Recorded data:
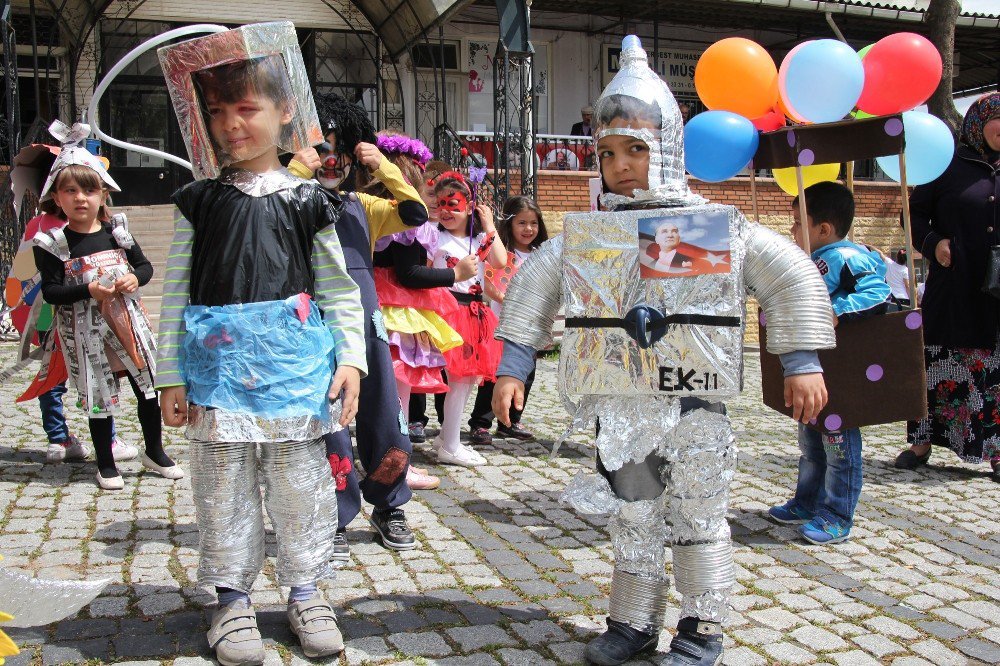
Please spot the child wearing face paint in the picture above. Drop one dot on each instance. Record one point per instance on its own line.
(522, 231)
(465, 230)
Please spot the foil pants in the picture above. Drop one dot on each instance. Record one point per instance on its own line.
(301, 502)
(678, 495)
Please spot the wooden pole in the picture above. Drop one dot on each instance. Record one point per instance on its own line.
(803, 213)
(912, 280)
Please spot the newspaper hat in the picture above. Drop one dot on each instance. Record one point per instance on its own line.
(262, 59)
(74, 152)
(639, 96)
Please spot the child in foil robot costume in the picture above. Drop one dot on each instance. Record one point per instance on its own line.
(255, 251)
(648, 358)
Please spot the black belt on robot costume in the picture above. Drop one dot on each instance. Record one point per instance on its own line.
(645, 324)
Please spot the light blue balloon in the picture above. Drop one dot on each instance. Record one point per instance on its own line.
(823, 80)
(717, 144)
(930, 147)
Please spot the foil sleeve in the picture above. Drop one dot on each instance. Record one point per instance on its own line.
(791, 293)
(533, 298)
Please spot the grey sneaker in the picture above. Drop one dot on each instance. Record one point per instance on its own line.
(122, 450)
(234, 635)
(314, 622)
(71, 449)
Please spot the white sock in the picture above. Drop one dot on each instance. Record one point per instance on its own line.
(458, 394)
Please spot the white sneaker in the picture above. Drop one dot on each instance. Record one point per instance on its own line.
(71, 449)
(122, 450)
(173, 472)
(463, 456)
(114, 483)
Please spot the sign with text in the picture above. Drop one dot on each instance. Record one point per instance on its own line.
(675, 66)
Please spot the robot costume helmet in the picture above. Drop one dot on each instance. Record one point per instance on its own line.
(637, 95)
(74, 151)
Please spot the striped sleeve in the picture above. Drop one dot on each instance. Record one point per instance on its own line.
(340, 300)
(176, 293)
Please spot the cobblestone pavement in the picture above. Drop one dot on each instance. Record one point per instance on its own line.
(505, 574)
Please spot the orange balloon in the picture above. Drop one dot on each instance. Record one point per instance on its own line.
(738, 75)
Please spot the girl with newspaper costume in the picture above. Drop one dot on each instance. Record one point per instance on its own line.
(647, 359)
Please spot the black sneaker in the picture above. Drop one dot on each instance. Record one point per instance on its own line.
(417, 435)
(515, 431)
(619, 644)
(480, 436)
(341, 549)
(697, 643)
(392, 529)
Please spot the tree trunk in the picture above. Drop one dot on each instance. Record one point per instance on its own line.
(941, 18)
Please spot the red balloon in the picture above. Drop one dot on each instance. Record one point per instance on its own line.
(901, 71)
(770, 121)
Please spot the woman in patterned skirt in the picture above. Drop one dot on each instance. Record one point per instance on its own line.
(956, 220)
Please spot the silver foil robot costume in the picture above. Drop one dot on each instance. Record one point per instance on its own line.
(253, 256)
(647, 358)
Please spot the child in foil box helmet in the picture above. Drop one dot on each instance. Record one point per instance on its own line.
(261, 334)
(649, 354)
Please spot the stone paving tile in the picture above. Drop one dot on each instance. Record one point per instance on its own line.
(504, 572)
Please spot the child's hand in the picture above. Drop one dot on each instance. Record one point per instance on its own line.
(486, 218)
(805, 394)
(127, 284)
(100, 293)
(348, 380)
(309, 158)
(173, 406)
(507, 390)
(466, 268)
(369, 155)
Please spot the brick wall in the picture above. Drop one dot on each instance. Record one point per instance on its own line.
(876, 222)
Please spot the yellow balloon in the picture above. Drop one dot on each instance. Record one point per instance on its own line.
(812, 174)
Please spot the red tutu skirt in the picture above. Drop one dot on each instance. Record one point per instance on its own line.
(479, 354)
(390, 292)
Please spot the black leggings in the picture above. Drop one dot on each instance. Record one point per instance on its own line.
(152, 432)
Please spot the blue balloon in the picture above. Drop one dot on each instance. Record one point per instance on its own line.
(930, 147)
(822, 80)
(717, 144)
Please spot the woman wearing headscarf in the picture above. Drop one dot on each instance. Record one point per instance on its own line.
(955, 222)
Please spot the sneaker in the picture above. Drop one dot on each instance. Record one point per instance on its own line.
(122, 450)
(314, 622)
(619, 644)
(341, 549)
(110, 482)
(790, 513)
(234, 635)
(821, 531)
(907, 459)
(392, 529)
(463, 456)
(71, 449)
(417, 435)
(421, 480)
(515, 431)
(697, 643)
(480, 436)
(173, 472)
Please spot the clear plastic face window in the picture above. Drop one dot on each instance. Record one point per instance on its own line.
(680, 246)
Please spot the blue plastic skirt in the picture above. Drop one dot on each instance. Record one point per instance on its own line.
(273, 359)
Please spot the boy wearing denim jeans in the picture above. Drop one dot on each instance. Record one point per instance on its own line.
(830, 465)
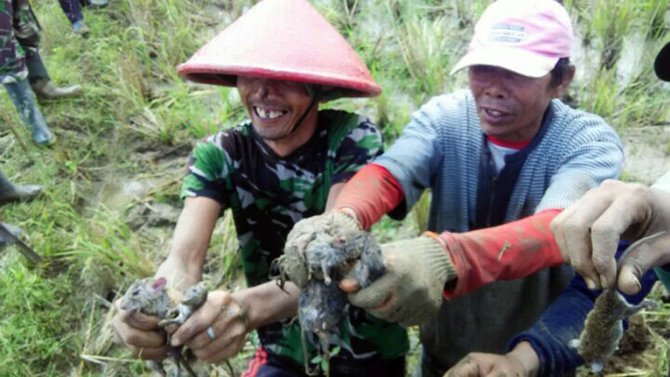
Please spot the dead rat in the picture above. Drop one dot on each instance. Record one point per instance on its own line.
(329, 259)
(603, 328)
(150, 296)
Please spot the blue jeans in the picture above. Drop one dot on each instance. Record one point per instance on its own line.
(24, 100)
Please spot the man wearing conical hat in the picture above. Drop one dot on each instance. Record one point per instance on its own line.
(285, 163)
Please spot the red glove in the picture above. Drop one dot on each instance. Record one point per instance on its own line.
(505, 252)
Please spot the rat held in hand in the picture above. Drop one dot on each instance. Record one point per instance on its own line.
(603, 328)
(149, 296)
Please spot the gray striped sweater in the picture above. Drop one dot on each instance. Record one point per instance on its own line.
(439, 150)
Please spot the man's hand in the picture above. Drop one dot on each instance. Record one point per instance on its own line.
(216, 331)
(589, 231)
(487, 364)
(410, 291)
(139, 333)
(309, 235)
(520, 362)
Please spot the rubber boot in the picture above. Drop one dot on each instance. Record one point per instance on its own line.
(46, 90)
(79, 27)
(24, 101)
(97, 4)
(13, 230)
(10, 192)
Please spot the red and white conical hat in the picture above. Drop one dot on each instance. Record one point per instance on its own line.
(283, 40)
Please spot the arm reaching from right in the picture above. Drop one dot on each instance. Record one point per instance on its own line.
(588, 233)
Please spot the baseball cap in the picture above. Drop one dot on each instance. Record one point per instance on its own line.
(662, 63)
(524, 36)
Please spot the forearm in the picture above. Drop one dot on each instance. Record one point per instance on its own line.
(506, 252)
(526, 355)
(183, 266)
(268, 303)
(370, 194)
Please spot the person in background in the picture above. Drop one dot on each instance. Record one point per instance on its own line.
(9, 193)
(19, 36)
(72, 9)
(501, 160)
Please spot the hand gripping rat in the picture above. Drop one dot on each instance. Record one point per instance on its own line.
(149, 296)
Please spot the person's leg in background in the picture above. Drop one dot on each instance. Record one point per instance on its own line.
(40, 81)
(72, 10)
(22, 96)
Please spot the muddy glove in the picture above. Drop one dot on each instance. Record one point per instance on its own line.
(310, 236)
(411, 290)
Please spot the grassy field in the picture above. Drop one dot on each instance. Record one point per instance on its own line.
(112, 180)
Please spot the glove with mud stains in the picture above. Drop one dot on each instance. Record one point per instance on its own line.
(411, 289)
(309, 239)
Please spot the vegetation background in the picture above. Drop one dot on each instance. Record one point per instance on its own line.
(113, 178)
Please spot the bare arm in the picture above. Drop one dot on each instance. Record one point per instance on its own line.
(183, 266)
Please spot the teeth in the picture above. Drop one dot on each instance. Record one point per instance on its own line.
(269, 114)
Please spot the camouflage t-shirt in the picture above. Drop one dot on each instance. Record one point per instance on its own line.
(268, 194)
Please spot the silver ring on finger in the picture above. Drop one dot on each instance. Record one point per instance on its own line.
(210, 333)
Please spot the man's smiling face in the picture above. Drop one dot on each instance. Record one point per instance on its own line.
(273, 106)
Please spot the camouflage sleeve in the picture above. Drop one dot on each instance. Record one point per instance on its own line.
(26, 27)
(358, 148)
(12, 60)
(209, 171)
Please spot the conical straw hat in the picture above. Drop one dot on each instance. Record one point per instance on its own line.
(282, 40)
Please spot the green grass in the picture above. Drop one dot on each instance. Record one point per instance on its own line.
(137, 120)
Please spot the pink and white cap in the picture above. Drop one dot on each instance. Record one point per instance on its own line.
(523, 36)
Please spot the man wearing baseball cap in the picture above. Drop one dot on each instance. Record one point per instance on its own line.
(286, 162)
(592, 234)
(501, 160)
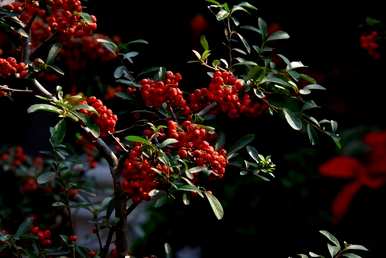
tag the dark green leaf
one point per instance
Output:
(58, 204)
(293, 119)
(44, 107)
(134, 138)
(277, 35)
(45, 177)
(23, 228)
(109, 45)
(333, 250)
(53, 53)
(59, 132)
(168, 142)
(356, 247)
(253, 153)
(241, 143)
(204, 43)
(330, 237)
(215, 205)
(351, 255)
(222, 14)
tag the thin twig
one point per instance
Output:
(117, 141)
(6, 88)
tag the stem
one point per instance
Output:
(6, 88)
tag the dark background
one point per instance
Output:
(261, 220)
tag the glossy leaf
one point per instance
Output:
(215, 205)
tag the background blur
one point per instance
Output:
(282, 217)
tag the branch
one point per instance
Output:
(6, 88)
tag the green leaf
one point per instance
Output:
(45, 177)
(253, 153)
(215, 205)
(356, 247)
(23, 228)
(245, 43)
(247, 5)
(311, 134)
(204, 43)
(314, 87)
(86, 17)
(44, 107)
(58, 204)
(222, 14)
(53, 53)
(109, 45)
(277, 35)
(129, 55)
(241, 143)
(309, 105)
(86, 107)
(262, 27)
(333, 250)
(58, 132)
(139, 139)
(168, 142)
(330, 237)
(293, 119)
(351, 255)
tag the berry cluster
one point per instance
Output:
(369, 42)
(77, 51)
(155, 93)
(228, 92)
(43, 235)
(14, 156)
(194, 144)
(10, 67)
(105, 118)
(138, 177)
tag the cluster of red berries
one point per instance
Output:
(194, 144)
(78, 51)
(155, 93)
(43, 235)
(138, 178)
(65, 18)
(105, 119)
(369, 42)
(10, 67)
(228, 92)
(15, 156)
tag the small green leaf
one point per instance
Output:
(241, 143)
(23, 228)
(277, 35)
(44, 107)
(45, 177)
(53, 53)
(293, 119)
(168, 142)
(333, 250)
(245, 43)
(109, 45)
(311, 134)
(58, 204)
(222, 14)
(314, 87)
(139, 139)
(351, 255)
(356, 247)
(253, 153)
(330, 237)
(204, 43)
(58, 132)
(215, 204)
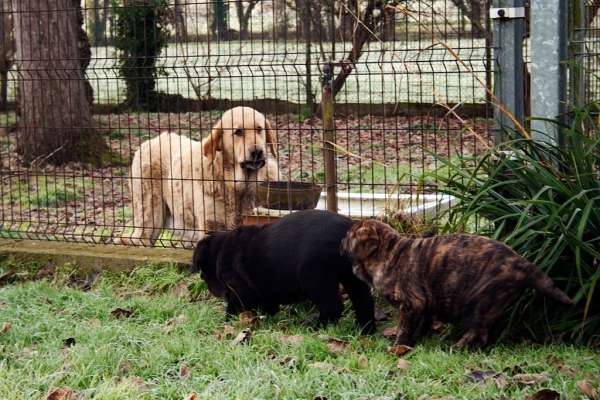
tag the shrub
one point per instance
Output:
(544, 201)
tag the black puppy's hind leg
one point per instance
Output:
(362, 301)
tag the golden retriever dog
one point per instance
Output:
(190, 187)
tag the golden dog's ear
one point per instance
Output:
(271, 139)
(214, 142)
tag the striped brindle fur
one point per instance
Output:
(450, 278)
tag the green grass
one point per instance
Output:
(109, 351)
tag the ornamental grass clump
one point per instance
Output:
(544, 201)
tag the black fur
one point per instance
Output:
(294, 258)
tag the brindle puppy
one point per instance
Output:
(453, 278)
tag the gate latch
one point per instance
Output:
(507, 12)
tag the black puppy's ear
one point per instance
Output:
(201, 254)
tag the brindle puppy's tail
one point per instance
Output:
(543, 284)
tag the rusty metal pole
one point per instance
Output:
(329, 138)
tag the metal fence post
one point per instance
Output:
(576, 52)
(508, 17)
(329, 137)
(548, 77)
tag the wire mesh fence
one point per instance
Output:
(88, 85)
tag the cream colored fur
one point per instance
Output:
(190, 187)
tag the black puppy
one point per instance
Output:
(294, 258)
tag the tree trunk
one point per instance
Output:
(7, 50)
(55, 124)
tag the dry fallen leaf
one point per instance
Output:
(184, 371)
(389, 332)
(180, 290)
(5, 327)
(93, 321)
(530, 379)
(175, 321)
(587, 389)
(322, 365)
(290, 339)
(334, 345)
(138, 382)
(479, 376)
(399, 350)
(288, 361)
(121, 313)
(546, 394)
(403, 364)
(243, 335)
(362, 361)
(60, 394)
(380, 315)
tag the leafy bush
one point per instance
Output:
(141, 34)
(544, 201)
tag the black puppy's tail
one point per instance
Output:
(201, 254)
(543, 284)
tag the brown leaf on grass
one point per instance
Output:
(292, 339)
(479, 376)
(546, 394)
(362, 361)
(389, 332)
(331, 367)
(337, 345)
(403, 365)
(501, 380)
(436, 325)
(184, 371)
(242, 336)
(288, 361)
(121, 313)
(180, 290)
(552, 360)
(566, 370)
(60, 394)
(398, 350)
(138, 383)
(588, 390)
(380, 315)
(590, 376)
(5, 327)
(175, 321)
(93, 321)
(530, 379)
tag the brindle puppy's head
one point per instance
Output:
(205, 262)
(361, 243)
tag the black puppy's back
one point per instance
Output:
(289, 260)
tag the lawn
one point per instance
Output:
(159, 334)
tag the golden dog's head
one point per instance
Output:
(242, 135)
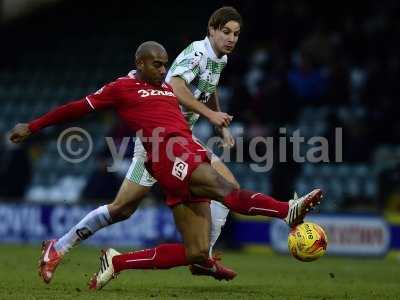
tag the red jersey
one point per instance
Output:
(142, 106)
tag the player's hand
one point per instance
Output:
(228, 140)
(19, 133)
(220, 119)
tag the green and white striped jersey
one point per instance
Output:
(200, 67)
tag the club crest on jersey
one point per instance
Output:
(150, 92)
(179, 170)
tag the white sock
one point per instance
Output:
(93, 221)
(219, 212)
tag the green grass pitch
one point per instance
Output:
(261, 276)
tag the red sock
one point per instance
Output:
(251, 203)
(163, 256)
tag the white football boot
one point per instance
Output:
(299, 207)
(106, 272)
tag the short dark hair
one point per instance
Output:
(222, 16)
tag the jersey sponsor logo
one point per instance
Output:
(179, 170)
(149, 92)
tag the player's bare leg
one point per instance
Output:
(126, 202)
(193, 221)
(206, 182)
(219, 213)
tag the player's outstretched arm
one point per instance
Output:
(186, 98)
(64, 113)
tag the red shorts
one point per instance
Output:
(177, 158)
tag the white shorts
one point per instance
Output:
(137, 172)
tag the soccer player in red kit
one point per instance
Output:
(181, 166)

(Try it) Find all lines in the records that hold the word "metal". Copy them.

(Answer for the task)
tag the rusty metal pole
tag the metal fence post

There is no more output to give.